DIRECTION
Write out, precisely and in full, each line of the material.

Items listed in a dataset:

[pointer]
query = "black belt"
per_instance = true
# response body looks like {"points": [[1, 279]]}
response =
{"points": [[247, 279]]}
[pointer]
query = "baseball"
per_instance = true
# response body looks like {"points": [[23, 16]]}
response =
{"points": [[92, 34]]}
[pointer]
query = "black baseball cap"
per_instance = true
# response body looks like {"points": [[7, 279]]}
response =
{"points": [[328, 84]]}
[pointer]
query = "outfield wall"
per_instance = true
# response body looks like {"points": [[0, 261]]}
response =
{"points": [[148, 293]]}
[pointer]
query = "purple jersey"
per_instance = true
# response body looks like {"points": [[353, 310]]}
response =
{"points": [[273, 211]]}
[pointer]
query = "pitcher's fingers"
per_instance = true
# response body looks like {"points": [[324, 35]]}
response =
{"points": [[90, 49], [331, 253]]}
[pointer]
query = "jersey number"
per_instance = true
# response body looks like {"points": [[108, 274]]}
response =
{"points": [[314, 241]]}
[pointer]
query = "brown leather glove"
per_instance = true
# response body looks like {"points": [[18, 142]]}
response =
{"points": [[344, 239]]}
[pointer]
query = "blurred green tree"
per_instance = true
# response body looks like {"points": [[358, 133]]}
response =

FULL SOLUTION
[pointer]
query = "black belt"
per_instance = true
# response body looks like {"points": [[1, 279]]}
response =
{"points": [[247, 279]]}
[pointer]
query = "baseball"
per_instance = true
# response body looks like {"points": [[23, 16]]}
response =
{"points": [[92, 34]]}
[pointer]
query = "black baseball cap"
per_instance = true
# response body looks like {"points": [[7, 279]]}
response =
{"points": [[328, 84]]}
[pointer]
query = "outfield wall"
per_instance = true
# response body looks like {"points": [[0, 261]]}
response =
{"points": [[148, 293]]}
[pointer]
query = "purple jersey"
per_instance = true
# response body looks like {"points": [[353, 310]]}
response =
{"points": [[273, 211]]}
[pointer]
query = "pitcher's fingers"
per_instance = true
# response body looks like {"points": [[324, 35]]}
response =
{"points": [[90, 49], [331, 253]]}
[pointer]
query = "jersey number"
per_instance = true
# response body looks like {"points": [[108, 274]]}
response =
{"points": [[314, 241]]}
[pointer]
query = "brown leather glove"
per_instance = true
# response body looks like {"points": [[18, 142]]}
response =
{"points": [[344, 239]]}
[pointer]
query = "blurred green tree"
per_instance = true
# response body looks like {"points": [[358, 133]]}
response =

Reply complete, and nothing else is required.